■ **TO DO**: In the post on culture norms below, the writer says they don't mean to rebel against eastern culture. Explain why, using the reason the post gives, in one to three sentences.

F*ck the Culture Norms! Public Display Affection Is Not A Crime

10:00 AM

Source: Grafolio.com/Zipcy


To be honest, personally, Imma little sick of the so-called eastern culture or high context culture, where tradition, rituals, and people’s habitude almost really controlling of how should we behave. No offense, (the elders might be angry to read this LOL) I just tryna be a little truthful, and sometimes the truth can be different from prevalences.

We’re induced to follow the unwritten rules that control our acts. Despite our flaws as a human, we have to always be a well-mannered, well-spoken and well-behaved person. Being wise in every situation, avoiding self from people’s judgments.

No, I don’t mean to rebel about the eastern culture because it doesn’t matter which culture do we embrace, every culture holds the moral values for good sake. What I’m trying to say is, sometimes this culture might be toxic for some people. Seriously.  Freedom almost unappreciated here. What we say, what we do, are always depend on what people gonna say about us. At the end of the day, we’re just live to please other people. We need to keep the uniformization in what we think, believe and do. Or else, we’ll ended being marginalized.

■ **DATA EXTRACT**:
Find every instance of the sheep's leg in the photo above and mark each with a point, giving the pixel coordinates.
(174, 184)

■ **TASK ANSWER**: The writer says it doesn't matter which culture people embrace, because every culture holds moral values for a good purpose. Their point is only that this culture can sometimes be toxic for some people.